(Data entries)
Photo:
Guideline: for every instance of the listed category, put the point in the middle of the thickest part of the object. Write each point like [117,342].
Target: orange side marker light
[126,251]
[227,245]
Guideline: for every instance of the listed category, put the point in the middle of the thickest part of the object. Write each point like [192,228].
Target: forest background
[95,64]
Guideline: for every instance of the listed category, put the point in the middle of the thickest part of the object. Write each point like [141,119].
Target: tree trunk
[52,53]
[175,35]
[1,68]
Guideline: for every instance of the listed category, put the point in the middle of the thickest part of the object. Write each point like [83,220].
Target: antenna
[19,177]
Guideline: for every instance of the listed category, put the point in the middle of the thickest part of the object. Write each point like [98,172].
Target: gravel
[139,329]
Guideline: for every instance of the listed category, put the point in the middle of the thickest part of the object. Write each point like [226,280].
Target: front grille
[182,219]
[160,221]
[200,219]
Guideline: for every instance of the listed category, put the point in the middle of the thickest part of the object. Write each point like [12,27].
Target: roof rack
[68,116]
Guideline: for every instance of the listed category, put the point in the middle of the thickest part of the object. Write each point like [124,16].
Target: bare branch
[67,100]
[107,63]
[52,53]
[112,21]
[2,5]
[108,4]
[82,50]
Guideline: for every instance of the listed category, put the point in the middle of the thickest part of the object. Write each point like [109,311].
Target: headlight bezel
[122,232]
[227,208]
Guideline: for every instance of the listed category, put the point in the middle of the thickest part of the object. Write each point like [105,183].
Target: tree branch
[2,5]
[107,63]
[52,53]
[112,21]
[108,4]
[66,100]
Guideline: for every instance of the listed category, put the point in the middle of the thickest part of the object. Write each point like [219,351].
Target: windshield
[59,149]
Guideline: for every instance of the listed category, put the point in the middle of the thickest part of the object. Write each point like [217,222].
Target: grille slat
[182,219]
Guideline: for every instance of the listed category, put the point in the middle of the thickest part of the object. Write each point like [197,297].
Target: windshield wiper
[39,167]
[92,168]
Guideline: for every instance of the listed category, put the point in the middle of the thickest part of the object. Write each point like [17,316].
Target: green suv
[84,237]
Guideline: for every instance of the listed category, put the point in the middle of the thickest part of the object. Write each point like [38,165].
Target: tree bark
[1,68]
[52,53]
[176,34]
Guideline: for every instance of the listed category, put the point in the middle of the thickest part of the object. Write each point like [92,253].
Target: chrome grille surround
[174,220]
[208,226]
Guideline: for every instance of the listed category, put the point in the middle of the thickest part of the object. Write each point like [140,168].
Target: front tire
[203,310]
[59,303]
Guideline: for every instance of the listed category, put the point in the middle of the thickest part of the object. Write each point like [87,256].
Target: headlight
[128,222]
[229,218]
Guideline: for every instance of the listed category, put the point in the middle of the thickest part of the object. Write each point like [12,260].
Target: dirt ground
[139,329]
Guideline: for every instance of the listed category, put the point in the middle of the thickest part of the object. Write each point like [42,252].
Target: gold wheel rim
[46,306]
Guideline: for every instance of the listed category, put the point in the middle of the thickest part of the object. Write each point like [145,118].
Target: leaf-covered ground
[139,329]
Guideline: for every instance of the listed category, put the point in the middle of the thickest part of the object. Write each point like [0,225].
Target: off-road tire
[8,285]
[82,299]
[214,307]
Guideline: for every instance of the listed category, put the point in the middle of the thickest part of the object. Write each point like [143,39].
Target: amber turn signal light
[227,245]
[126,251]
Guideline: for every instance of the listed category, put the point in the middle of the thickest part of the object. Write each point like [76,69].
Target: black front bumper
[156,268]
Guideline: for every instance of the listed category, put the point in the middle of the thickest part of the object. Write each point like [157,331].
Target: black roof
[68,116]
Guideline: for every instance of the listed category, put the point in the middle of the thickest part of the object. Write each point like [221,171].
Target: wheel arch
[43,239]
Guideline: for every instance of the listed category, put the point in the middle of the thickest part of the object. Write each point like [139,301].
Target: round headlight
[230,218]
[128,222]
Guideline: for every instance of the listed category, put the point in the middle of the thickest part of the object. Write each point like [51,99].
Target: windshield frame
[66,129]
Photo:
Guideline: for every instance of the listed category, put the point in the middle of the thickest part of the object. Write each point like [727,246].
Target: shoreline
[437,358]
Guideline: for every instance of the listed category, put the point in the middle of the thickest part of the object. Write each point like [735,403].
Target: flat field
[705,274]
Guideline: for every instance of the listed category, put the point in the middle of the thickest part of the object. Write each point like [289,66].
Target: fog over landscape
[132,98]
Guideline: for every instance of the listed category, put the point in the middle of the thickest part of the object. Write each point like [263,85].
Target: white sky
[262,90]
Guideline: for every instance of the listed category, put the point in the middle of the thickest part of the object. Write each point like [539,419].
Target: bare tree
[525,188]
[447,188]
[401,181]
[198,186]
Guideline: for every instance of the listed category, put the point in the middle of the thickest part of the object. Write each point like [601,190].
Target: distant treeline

=== Instructions to follow ===
Please retype all of the data entries above word for word, changing nothing.

=== Right answer ===
Photo:
Guideline: for every instance of the listed category, put the point in the middle of the thickest part of the object. Write each point like [117,342].
Target: orange side marker light
[126,251]
[227,245]
Guideline: for every instance of the listed category, put the point in the middle of the thickest part of the object. Write each point like [192,228].
Target: forest background
[95,64]
Guideline: for every instance of the listed category, put the point in the middle of the thickest part of the object. Write each point like [141,119].
Target: tree trunk
[52,53]
[175,35]
[1,68]
Guideline: for every instance of the listed category, put the point in the middle of the thickest part of the object. Write each point like [83,220].
Target: antenna
[19,177]
Guideline: for every instance of the listed category, put the point in the middle of the thickest part of the object. Write each point like [98,172].
Target: gravel
[139,329]
Guideline: for every instance of the listed category, put the point in the middle of the thickest part of the object. Write each point like [226,280].
Target: front grille
[182,219]
[160,221]
[200,219]
Guideline: for every instance of the listed category, put the point in the middle of the thickest part of the object. Write each point like [12,27].
Target: roof rack
[68,116]
Guideline: for every instance of the listed category, put the point in the middle of the thickest part of the object. Write each point like [124,16].
Target: bare branch
[67,100]
[107,63]
[52,53]
[112,21]
[2,5]
[108,4]
[82,50]
Guideline: for every instance of the listed category, put the point in the middle of the thickest part of the object. Write each point like [109,311].
Target: headlight bezel
[122,232]
[227,208]
Guideline: for every instance of the listed category, put the point in the middle of the thickest part of the object. Write each point like [105,183].
Target: tree branch
[2,5]
[107,63]
[52,53]
[112,21]
[108,4]
[66,100]
Guideline: for every instance of the listed category, put the point in the middle of the thickest part of the object. Write each point like [219,351].
Target: windshield
[59,149]
Guideline: for every instance of the listed category, put the point in the middle of the thickest part of the object. Write each point like [217,222].
Target: grille slat
[182,219]
Guideline: for every instance of the listed category, put the point in the middle of the thickest part of the object. Write each point like [197,297].
Target: windshield wiper
[39,167]
[92,168]
Guideline: for every instance of the listed category, put the point in the middle of the thickest part of the object. Write each point like [17,316].
Target: green suv
[84,237]
Guideline: for every instance of the listed category, put the point in the middle of the thickest part of the object. Write each point like [38,165].
Target: tree bark
[1,68]
[52,53]
[176,34]
Guideline: for every instance of the listed category, put the point in the middle of the thickest part of the object. Write each point like [92,253].
Target: chrome grille surround
[174,220]
[208,226]
Guideline: for every instance of the listed category, put the point in the middle of the thickest part of the object. Write each point like [140,168].
Target: front tire
[203,310]
[59,303]
Guideline: for every instance of the listed category, put the point in the middle of the thickest part of the object. Write each point like [87,256].
Target: headlight
[128,222]
[229,218]
Guideline: for every instance of the listed category, put the point in the middle of the thickest part of the object. Write each point like [12,260].
Target: dirt ground
[139,329]
Guideline: for every instance of the listed category, put the point in the middle of the thickest part of the object. Write each point like [42,252].
Target: gold wheel rim
[46,306]
Guideline: for every instance of the listed category, put the point in the middle of the thickest part of the object. Write each point like [145,118].
Target: leaf-covered ground
[139,329]
Guideline: for every instance of the listed category, put the point in the middle of the thickest part of the object. Write each point like [0,225].
Target: off-road tire
[8,285]
[82,299]
[214,307]
Guideline: for every instance of the listed category, put the point in the middle of the thickest part of the object. Write each point like [143,39].
Target: amber turn signal light
[227,245]
[126,251]
Guideline: for every instance of the listed category, put the point in the middle of the thickest part of the object. Write each point like [76,69].
Target: black front bumper
[156,268]
Guideline: for every instance of the listed category, put the point in the middle of the thickest part of the object. Write each point like [157,331].
Target: black roof
[68,116]
Guideline: for every instance of the listed category, put the point in the middle of the thickest part of the object. Write each point like [221,171].
Target: wheel arch
[43,239]
Guideline: for every instance of the listed category, put the point in the middle of the thickest part of the object. Write each point like [139,301].
Target: round headlight
[230,218]
[128,222]
Guideline: for every instance of the listed category, put the point in the middle of the thickest part of the object. Write each point like [51,99].
Target: windshield frame
[66,129]
Photo:
Guideline: for every instance of the listed category, put the point in the middle of the thickest part of the object. Write each point like [727,246].
Target: shoreline
[437,358]
Guideline: for every instance of the listed category, put the point in the middle of the thickest part of the object. Write each point like [735,403].
Target: flat field
[705,274]
Guideline: for every instance of the listed category, put the point in the middle of the thickest part of the object. Write each point like [289,66].
Target: fog over landscape
[132,98]
Guideline: for every instance of the listed category, put the point in the middle of the thickest part of the object. Write each point like [263,85].
Target: white sky
[262,90]
Guideline: for every instance of the listed category, put the point in the middle of the thickest part of the object. Write each point like [539,419].
Target: bare tree
[525,188]
[447,188]
[401,181]
[198,186]
Guideline: for every instance of the listed category, put the point in the middle of the thickest part of the object. Write each point like [601,190].
Target: distant treeline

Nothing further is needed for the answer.